WHAT YOU ARE ASKED TO DO
Exactly reproduce the lines from the one holding "Target: patio umbrella" through the final line of the listing below, with both ends included and nothing else.

MATERIAL FOR THE TASK
-- START --

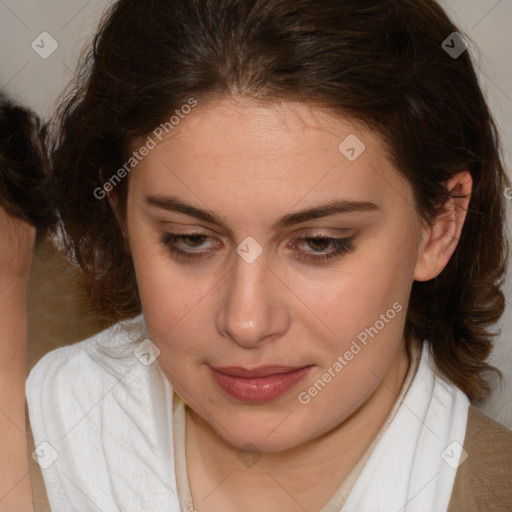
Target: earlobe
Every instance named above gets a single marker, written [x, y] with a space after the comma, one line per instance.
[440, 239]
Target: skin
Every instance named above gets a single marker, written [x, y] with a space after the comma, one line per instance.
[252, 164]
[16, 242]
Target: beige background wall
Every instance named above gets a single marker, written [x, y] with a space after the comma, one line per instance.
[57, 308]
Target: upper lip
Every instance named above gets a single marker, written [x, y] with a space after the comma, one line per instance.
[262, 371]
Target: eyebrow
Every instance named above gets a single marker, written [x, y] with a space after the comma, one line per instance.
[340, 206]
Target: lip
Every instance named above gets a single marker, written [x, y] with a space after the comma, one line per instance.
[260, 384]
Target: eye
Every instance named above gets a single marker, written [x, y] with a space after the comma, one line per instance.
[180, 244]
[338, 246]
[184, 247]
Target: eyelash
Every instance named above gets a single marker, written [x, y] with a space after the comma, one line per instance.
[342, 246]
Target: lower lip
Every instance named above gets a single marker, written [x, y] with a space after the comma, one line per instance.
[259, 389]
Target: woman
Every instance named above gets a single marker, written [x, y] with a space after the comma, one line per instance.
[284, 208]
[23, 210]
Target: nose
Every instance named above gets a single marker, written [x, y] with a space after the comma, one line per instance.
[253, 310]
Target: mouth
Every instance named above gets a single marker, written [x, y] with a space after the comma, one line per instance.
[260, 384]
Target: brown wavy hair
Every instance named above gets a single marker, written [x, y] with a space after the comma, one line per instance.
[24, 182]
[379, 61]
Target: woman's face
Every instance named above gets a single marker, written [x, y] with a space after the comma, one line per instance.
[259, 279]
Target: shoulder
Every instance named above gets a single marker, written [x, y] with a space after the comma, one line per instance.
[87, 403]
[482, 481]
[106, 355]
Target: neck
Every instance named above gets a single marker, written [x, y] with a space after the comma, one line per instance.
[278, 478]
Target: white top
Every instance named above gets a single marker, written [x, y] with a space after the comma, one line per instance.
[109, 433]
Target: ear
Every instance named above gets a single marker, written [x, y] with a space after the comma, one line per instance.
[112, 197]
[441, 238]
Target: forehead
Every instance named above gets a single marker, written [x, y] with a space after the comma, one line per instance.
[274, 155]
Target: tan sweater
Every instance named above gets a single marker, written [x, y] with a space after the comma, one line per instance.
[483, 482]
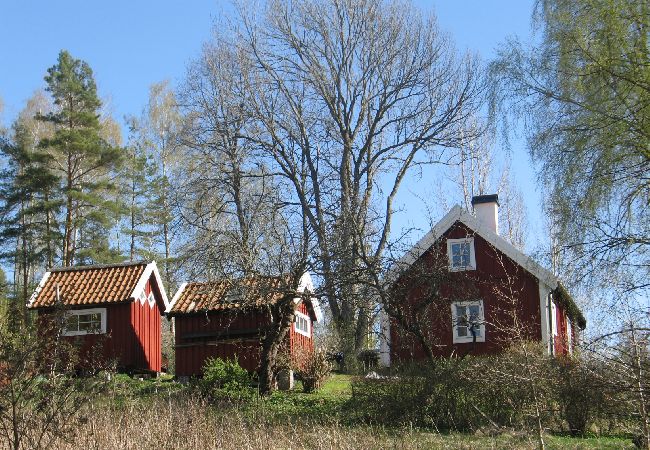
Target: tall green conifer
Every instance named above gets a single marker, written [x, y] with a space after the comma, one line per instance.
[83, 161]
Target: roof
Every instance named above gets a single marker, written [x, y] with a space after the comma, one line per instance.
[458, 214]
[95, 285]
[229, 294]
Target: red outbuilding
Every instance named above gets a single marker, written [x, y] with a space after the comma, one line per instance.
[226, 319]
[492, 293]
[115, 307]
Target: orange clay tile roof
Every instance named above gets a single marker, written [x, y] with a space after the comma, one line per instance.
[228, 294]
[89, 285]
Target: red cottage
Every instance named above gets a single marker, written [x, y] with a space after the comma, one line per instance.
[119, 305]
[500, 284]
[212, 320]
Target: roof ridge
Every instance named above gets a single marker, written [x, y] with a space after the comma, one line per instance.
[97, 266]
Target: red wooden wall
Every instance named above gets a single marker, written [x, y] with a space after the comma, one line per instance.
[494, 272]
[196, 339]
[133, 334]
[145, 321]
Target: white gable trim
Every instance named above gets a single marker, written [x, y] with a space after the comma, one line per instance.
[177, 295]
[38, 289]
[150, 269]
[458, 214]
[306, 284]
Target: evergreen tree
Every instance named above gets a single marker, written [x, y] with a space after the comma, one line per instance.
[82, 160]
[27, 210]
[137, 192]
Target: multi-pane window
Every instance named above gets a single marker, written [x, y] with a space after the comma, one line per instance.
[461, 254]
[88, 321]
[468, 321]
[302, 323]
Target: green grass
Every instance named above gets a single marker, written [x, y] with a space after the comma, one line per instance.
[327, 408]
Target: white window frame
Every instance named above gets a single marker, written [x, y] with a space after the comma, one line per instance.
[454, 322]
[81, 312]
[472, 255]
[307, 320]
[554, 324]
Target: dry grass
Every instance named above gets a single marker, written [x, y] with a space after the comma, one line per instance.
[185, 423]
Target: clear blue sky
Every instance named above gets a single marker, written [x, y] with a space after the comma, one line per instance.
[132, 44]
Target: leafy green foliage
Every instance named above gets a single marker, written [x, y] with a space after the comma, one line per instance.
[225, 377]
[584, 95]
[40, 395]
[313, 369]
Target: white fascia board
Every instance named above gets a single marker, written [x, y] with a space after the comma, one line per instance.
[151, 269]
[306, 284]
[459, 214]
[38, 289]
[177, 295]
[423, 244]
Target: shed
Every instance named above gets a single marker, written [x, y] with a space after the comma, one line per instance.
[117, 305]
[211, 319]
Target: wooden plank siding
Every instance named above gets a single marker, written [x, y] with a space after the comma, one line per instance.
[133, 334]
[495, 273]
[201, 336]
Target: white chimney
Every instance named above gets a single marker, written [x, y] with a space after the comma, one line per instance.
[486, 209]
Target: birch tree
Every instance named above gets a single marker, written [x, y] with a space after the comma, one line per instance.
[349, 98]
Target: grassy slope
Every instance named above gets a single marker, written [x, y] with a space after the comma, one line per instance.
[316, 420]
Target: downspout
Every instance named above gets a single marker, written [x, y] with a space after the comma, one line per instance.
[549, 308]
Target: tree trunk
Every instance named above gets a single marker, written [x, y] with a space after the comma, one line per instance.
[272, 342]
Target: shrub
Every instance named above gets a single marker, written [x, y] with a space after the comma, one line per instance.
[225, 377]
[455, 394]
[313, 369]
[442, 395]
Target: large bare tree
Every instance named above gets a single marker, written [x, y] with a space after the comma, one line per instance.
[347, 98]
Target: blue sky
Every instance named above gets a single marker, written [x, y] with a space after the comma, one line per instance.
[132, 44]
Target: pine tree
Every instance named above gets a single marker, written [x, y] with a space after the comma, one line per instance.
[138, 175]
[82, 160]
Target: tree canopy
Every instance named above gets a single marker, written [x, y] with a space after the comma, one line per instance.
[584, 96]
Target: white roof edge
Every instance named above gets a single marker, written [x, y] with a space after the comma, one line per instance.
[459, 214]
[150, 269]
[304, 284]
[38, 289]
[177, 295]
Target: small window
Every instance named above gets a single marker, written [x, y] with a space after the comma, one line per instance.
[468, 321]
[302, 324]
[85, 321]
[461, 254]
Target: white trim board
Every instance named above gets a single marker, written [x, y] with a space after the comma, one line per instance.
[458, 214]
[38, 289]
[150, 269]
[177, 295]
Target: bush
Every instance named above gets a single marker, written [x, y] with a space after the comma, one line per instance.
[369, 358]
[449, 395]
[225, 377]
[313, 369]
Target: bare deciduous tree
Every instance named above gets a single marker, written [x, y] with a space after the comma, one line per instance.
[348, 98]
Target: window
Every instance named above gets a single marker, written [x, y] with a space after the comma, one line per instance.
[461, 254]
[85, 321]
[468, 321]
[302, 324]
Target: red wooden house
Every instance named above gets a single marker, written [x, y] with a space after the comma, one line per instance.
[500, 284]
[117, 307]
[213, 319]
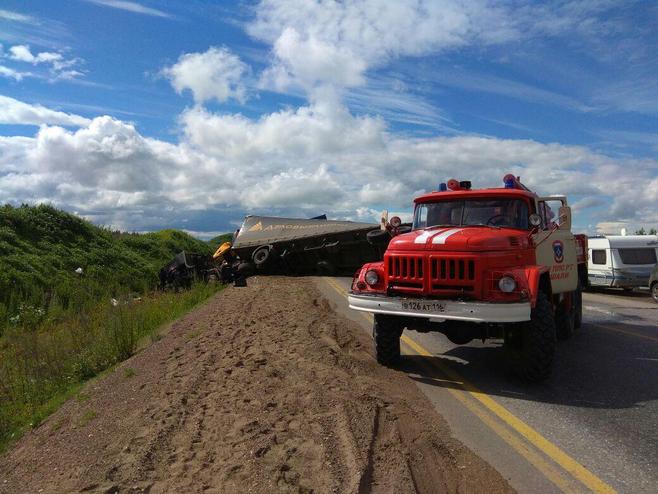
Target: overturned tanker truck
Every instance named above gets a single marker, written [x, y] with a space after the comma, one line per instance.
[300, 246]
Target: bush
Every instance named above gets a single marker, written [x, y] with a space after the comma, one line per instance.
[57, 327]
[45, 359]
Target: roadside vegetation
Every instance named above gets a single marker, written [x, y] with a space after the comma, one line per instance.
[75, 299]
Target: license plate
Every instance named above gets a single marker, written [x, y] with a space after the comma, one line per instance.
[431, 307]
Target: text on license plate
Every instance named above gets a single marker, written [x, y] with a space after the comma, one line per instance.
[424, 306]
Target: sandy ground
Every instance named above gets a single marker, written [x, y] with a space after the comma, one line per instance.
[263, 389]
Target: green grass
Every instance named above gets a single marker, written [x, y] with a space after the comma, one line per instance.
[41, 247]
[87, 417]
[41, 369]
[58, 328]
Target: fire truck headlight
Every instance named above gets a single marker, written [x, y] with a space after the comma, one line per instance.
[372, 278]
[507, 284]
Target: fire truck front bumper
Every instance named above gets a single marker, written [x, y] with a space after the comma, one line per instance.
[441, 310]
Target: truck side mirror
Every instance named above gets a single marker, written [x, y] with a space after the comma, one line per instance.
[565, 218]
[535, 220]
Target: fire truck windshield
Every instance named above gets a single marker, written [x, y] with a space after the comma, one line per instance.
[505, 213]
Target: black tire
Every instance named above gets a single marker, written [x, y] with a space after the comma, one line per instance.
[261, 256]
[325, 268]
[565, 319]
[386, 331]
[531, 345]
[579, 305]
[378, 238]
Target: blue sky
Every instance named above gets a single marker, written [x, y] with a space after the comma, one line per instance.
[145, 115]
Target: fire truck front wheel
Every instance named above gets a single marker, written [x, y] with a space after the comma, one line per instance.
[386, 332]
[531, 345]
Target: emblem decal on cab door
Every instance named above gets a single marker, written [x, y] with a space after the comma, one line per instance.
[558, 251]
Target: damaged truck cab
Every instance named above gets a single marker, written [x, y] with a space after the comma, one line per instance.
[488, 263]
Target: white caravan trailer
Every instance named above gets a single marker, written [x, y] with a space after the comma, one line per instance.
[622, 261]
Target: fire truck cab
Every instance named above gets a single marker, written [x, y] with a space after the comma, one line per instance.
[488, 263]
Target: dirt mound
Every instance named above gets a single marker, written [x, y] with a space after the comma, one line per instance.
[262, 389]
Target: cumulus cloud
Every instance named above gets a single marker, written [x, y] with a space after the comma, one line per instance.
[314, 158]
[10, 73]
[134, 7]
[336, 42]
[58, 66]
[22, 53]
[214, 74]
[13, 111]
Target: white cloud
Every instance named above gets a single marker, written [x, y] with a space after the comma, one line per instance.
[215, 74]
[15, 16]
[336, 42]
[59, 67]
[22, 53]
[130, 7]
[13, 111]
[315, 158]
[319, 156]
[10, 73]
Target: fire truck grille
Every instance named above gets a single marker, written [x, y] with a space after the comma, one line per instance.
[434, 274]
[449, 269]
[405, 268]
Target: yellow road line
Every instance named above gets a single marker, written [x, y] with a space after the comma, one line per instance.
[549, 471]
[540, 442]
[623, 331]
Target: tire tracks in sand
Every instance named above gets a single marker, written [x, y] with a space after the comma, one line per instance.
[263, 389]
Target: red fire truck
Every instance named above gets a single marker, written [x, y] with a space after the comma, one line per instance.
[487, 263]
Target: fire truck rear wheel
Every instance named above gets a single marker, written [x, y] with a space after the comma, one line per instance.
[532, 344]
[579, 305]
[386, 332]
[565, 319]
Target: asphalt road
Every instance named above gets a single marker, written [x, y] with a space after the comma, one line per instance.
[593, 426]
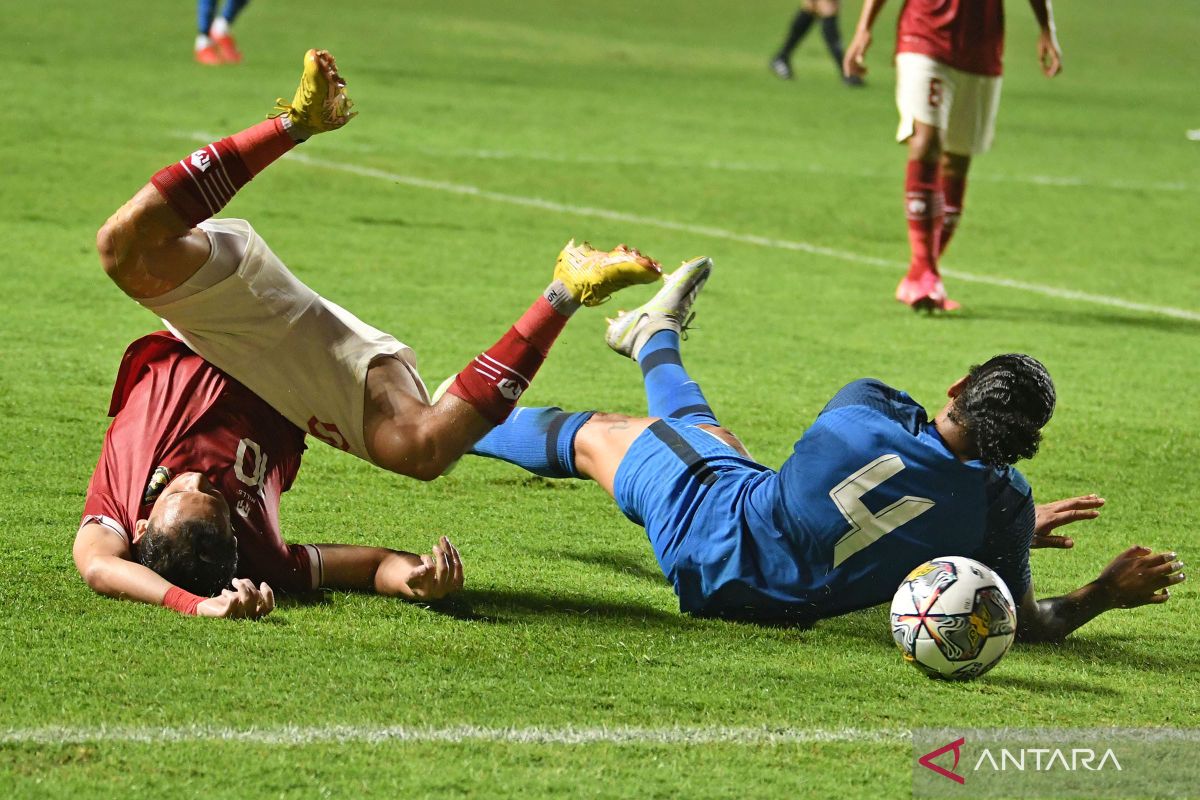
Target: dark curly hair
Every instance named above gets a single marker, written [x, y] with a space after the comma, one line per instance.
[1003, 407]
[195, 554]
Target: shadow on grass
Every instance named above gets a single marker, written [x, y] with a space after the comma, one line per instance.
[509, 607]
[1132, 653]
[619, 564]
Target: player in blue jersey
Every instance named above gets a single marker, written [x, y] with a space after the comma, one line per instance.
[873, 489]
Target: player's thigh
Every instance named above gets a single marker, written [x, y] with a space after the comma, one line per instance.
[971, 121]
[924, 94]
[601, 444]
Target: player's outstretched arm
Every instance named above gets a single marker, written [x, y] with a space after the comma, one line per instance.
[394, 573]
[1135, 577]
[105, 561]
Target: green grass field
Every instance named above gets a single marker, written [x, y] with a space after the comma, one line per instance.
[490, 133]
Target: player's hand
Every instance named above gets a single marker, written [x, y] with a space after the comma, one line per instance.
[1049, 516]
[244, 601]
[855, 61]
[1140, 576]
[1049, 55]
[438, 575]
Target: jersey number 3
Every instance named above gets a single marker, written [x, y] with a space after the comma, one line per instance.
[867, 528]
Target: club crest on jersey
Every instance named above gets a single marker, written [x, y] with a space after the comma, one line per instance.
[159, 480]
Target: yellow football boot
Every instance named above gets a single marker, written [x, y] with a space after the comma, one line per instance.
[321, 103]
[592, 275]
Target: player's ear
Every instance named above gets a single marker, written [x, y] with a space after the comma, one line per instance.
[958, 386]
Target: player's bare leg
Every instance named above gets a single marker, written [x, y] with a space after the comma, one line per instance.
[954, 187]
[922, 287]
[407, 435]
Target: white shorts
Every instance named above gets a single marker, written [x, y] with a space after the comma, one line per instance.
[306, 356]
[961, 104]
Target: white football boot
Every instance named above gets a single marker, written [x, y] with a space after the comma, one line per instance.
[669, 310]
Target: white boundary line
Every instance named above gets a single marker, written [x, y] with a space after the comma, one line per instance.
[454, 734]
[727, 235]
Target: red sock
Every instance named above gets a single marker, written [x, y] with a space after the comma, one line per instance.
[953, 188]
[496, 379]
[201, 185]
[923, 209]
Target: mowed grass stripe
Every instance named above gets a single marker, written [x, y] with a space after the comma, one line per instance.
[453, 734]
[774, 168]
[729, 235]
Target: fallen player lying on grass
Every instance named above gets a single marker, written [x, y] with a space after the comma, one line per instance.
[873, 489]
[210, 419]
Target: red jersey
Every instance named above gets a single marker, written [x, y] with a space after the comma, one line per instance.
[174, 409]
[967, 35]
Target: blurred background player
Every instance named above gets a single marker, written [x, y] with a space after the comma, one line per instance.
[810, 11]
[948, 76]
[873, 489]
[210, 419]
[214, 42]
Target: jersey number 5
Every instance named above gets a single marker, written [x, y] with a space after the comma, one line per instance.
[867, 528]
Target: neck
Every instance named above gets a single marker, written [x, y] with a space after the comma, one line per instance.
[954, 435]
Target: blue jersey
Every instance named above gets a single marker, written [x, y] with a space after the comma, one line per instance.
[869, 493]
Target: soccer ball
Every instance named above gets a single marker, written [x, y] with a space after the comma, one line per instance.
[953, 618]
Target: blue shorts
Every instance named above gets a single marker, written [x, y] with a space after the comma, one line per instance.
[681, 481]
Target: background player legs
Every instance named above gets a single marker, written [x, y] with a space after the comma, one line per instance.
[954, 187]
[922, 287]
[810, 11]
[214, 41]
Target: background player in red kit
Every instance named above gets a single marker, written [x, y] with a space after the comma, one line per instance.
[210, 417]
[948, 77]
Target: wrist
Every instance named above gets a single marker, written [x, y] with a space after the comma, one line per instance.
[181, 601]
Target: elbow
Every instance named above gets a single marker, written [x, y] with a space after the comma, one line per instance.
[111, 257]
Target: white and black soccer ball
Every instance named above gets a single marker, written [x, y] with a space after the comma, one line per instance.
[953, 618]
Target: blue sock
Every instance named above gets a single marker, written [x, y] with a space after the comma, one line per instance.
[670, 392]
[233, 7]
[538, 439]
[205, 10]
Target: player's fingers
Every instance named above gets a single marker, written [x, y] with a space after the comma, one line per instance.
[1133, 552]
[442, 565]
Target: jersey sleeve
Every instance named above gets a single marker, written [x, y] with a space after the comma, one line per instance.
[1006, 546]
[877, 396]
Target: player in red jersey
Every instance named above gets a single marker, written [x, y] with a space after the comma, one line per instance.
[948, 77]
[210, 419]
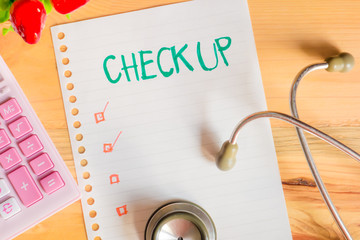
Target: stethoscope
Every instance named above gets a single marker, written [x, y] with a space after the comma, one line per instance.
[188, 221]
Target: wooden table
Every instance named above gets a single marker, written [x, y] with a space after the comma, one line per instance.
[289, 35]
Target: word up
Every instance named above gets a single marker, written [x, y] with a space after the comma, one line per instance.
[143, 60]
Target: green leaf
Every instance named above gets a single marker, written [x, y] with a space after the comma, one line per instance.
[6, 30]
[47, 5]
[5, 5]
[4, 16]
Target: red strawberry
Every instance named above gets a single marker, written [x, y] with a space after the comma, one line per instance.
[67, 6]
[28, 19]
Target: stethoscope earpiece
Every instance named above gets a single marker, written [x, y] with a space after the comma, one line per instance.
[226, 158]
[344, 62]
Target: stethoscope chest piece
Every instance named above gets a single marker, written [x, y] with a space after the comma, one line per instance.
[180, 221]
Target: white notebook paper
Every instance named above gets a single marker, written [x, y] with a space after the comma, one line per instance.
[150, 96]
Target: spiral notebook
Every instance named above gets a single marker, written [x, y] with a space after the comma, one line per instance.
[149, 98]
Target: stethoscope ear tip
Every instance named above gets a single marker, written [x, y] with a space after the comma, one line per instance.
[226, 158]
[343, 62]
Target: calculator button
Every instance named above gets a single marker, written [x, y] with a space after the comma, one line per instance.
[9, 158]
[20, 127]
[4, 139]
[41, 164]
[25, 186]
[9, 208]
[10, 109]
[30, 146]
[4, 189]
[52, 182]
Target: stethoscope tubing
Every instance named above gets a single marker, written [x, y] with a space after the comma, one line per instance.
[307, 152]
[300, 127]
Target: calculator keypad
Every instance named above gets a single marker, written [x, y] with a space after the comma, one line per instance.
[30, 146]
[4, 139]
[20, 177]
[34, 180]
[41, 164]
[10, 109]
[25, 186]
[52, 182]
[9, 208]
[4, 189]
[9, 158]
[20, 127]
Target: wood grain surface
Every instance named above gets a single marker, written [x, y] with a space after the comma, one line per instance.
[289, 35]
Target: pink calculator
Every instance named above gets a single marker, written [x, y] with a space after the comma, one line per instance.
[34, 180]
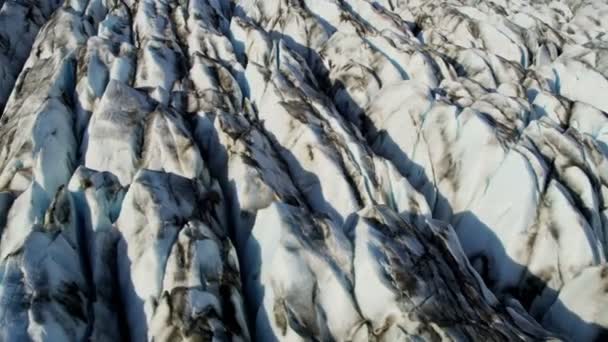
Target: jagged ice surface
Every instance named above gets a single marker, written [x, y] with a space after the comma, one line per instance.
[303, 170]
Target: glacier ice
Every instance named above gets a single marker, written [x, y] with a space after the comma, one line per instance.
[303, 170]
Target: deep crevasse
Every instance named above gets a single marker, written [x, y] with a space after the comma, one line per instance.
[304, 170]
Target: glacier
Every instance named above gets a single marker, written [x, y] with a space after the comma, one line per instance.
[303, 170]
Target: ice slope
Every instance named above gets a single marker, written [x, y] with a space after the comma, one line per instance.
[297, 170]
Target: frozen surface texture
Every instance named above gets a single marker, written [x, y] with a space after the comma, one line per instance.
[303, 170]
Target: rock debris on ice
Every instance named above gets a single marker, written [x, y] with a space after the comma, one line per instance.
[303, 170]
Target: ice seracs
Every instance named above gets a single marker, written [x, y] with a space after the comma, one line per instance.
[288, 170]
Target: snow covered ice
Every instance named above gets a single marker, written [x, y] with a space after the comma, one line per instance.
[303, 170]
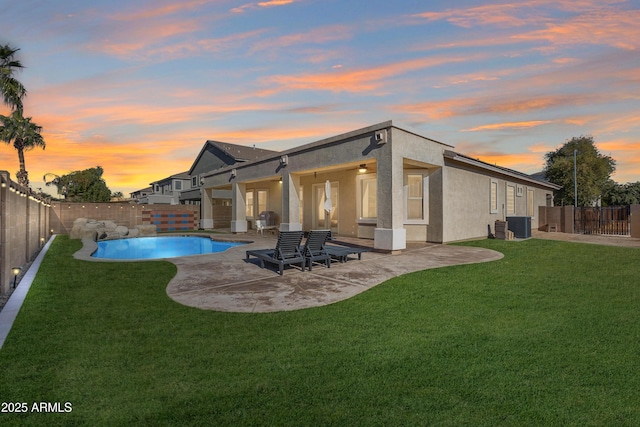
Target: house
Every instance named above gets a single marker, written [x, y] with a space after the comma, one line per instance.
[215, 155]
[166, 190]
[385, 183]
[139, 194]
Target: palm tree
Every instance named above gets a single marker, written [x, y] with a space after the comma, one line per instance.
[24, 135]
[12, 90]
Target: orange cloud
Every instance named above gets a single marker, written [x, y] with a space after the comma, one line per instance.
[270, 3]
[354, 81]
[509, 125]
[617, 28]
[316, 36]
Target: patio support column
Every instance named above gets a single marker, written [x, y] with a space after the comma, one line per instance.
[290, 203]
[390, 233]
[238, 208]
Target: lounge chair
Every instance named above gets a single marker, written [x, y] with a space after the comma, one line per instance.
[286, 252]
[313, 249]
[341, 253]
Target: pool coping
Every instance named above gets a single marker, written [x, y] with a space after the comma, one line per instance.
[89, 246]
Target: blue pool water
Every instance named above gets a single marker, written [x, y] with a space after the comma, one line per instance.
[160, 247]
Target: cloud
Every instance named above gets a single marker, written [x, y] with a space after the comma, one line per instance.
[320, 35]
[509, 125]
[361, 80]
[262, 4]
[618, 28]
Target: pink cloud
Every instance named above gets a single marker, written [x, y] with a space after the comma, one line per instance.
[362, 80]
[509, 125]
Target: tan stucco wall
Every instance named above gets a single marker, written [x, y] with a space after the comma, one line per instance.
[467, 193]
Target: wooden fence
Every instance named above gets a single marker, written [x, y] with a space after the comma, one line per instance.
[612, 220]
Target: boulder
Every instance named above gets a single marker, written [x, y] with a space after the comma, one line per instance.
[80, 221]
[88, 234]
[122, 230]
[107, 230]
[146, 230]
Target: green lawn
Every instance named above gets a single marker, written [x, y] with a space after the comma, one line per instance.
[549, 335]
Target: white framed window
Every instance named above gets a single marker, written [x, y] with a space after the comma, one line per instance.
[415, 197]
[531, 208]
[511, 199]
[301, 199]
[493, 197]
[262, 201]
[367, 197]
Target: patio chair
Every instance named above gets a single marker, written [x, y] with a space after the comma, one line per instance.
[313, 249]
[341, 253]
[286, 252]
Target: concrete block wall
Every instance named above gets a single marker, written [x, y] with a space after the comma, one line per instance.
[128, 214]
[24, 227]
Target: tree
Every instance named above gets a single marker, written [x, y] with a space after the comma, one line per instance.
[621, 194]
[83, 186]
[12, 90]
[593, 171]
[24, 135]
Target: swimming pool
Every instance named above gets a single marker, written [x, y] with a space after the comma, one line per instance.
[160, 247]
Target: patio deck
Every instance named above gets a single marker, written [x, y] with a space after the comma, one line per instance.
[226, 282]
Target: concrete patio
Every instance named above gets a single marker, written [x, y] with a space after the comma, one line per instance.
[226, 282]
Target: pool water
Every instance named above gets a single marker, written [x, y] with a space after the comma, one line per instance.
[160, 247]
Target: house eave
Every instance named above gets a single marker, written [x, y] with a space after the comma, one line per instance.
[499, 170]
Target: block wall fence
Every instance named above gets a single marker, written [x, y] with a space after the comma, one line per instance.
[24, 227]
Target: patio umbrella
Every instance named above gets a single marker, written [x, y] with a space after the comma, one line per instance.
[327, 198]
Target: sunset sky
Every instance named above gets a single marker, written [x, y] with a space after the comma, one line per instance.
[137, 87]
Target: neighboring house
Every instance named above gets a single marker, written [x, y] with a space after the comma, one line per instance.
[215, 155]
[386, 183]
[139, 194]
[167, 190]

-- END --

ANSWER TO THIS EXERCISE
Target: patio umbrella
Every instance named above gets a single marker, written [x, y] with a space after the comma, one line per instance.
[327, 198]
Target: sunset sky
Every instance named above gets a single marker, written [x, y] with a space after the comma, one line per instance.
[137, 87]
Target: neighboring house
Every instance named above gets a single marker, written [x, y] with a space after the comma, one line per instance.
[215, 155]
[386, 183]
[139, 194]
[167, 190]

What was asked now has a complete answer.